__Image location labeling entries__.
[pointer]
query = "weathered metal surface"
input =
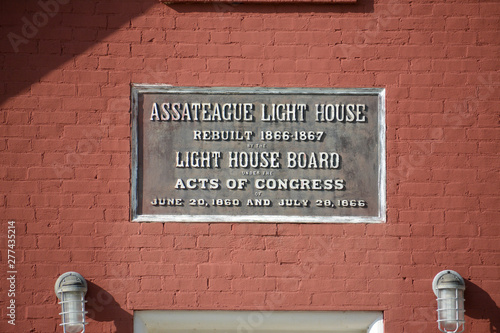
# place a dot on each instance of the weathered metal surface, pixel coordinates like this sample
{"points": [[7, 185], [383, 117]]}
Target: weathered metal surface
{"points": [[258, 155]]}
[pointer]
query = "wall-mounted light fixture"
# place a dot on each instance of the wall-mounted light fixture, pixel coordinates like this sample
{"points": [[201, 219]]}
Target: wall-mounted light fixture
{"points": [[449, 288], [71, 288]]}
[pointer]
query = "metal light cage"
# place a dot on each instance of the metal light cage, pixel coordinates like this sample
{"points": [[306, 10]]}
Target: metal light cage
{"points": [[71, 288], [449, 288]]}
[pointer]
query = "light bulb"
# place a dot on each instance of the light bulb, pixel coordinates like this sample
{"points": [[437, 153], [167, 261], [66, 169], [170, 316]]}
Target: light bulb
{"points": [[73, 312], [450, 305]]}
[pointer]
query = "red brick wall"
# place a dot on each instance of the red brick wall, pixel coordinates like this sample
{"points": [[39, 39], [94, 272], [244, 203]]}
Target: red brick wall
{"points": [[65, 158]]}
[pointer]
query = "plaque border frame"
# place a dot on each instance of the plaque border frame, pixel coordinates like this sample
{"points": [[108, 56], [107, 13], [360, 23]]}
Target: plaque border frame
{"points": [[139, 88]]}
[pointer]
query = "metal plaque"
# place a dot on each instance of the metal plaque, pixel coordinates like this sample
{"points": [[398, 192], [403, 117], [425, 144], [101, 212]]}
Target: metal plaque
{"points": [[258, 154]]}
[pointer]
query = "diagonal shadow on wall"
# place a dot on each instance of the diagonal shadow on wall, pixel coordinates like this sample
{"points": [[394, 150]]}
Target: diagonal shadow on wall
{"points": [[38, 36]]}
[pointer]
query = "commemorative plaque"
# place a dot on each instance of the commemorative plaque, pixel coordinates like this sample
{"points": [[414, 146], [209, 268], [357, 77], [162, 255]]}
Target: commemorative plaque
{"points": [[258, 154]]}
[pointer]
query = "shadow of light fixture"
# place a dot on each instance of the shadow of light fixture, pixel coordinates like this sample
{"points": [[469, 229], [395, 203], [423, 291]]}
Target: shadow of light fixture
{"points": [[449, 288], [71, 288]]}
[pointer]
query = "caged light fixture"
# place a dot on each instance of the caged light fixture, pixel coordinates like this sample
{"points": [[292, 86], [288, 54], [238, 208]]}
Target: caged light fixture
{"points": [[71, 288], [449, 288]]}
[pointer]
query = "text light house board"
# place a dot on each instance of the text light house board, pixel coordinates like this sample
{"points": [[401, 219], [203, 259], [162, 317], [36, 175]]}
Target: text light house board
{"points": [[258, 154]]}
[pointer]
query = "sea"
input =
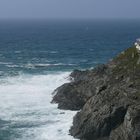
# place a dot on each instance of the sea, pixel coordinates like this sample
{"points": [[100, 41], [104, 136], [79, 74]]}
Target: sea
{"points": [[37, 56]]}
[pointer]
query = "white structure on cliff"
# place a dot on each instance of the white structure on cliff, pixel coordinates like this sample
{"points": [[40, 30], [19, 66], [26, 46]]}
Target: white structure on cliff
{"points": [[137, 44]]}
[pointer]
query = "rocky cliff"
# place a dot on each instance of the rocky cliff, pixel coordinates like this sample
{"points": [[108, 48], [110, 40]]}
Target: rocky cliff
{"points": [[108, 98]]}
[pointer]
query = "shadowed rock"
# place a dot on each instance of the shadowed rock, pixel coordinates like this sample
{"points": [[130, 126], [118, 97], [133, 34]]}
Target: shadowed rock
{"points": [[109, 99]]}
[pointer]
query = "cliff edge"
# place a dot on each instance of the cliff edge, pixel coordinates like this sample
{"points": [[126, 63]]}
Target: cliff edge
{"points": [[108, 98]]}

__Task instructions__.
Copy the listing in full and without alteration, omitting every picture.

__Written answer__.
[pointer]
query = "weathered metal surface"
input =
# place a dot on each instance of the weathered metal surface, pixel coordinates like this sample
{"points": [[7, 185], [383, 117]]}
Target: weathered metal surface
{"points": [[258, 155]]}
[pointer]
query = "wall-mounted light fixture"
# place a dot on each instance of the wall-mounted light fixture, pixel coordinates like this sample
{"points": [[201, 219]]}
Target: wall-mounted light fixture
{"points": [[449, 288], [71, 288]]}
[pointer]
query = "metal light cage"
# place a dot on each instance of the metal light cage, pixel coordinates like this sample
{"points": [[306, 10]]}
Target: metal light cage
{"points": [[71, 288], [449, 288]]}
[pointer]
query = "light bulb"
# place a dot on each instance of the light bulb, pixel coordinates like this sample
{"points": [[437, 153], [167, 261], [66, 169], [170, 316]]}
Target: light bulb
{"points": [[73, 312], [450, 305]]}
[pointer]
query = "red brick wall"
# place a dot on each instance of the red brick wall, pixel coordinates like this sample
{"points": [[39, 39], [94, 272], [244, 203]]}
Target: red brick wall
{"points": [[65, 158]]}
[pointer]
query = "plaque border frame"
# place a dot on each instance of the plaque border frame, pixel coordinates like this sample
{"points": [[108, 56], [107, 13], [360, 23]]}
Target: plaque border frame
{"points": [[139, 88]]}
[pointer]
query = "metal plaque"
# place a dot on each instance of the metal plaque, pixel coordinates like this sample
{"points": [[398, 192], [403, 117], [425, 144], [101, 212]]}
Target: metal plaque
{"points": [[258, 154]]}
[pointer]
query = "diagonal shadow on wall"
# place a dot on each instance of the diagonal shadow on wall, pixel coordinates like this sample
{"points": [[394, 150]]}
Target: diagonal shadow on wall
{"points": [[38, 36]]}
[pointer]
query = "commemorative plaque"
# place a dot on each instance of the commemorative plaque, pixel coordinates like this sample
{"points": [[414, 146], [209, 268], [357, 77], [162, 255]]}
Target: commemorative plaque
{"points": [[258, 154]]}
[pointer]
query = "shadow of light fixture"
# place a dot on each instance of the shadow of light fixture, pixel coordinates like this sample
{"points": [[469, 229], [395, 203], [423, 291]]}
Target: shadow of light fixture
{"points": [[449, 288], [71, 288]]}
[pointer]
query = "caged light fixture"
# place a dot on each instance of the caged light fixture, pixel coordinates like this sample
{"points": [[292, 86], [288, 54], [238, 208]]}
Target: caged light fixture
{"points": [[71, 288], [449, 288]]}
[pointer]
query = "text light house board"
# place a dot on each instance of the text light house board, pixel coordinates like this sample
{"points": [[401, 219], [203, 259], [162, 317], [36, 175]]}
Target: text light house board
{"points": [[258, 154]]}
[pointer]
query = "sea"
input =
# place a dot on each instance of the sea, pixel coordinates like this sample
{"points": [[100, 41], [104, 136], [79, 74]]}
Target: sea
{"points": [[37, 56]]}
[pointer]
query = "white structure on cliff"
# place a dot on each instance of the white structure on cliff, pixel coordinates like this sample
{"points": [[40, 30], [19, 66], [26, 46]]}
Target: white structure on cliff
{"points": [[137, 44]]}
[pointer]
query = "rocky cliff"
# place a dot on each instance of the rocky cliff, pixel coordinates like this sample
{"points": [[108, 48], [110, 40]]}
Target: rocky cliff
{"points": [[108, 98]]}
[pointer]
query = "shadowed rock"
# place a dot on each instance of the shadowed rock, pixel coordinates like this sample
{"points": [[130, 126], [118, 97], [133, 34]]}
Target: shadowed rock
{"points": [[109, 99]]}
[pointer]
query = "cliff edge"
# place a dot on each instance of the cliff edge, pixel coordinates like this sample
{"points": [[126, 63]]}
Target: cliff edge
{"points": [[108, 98]]}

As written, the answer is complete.